**Task details:** Would you reproduce all of the entries exactly?

**Listed entries:**

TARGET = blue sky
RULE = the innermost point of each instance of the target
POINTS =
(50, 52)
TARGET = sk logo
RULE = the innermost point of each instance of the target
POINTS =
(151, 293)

**Solution to this exercise:**
TARGET = blue sky
RULE = the innermost point of each instance of the target
POINTS =
(50, 52)
TARGET = sk logo
RULE = the innermost point of each instance of the target
POINTS =
(151, 293)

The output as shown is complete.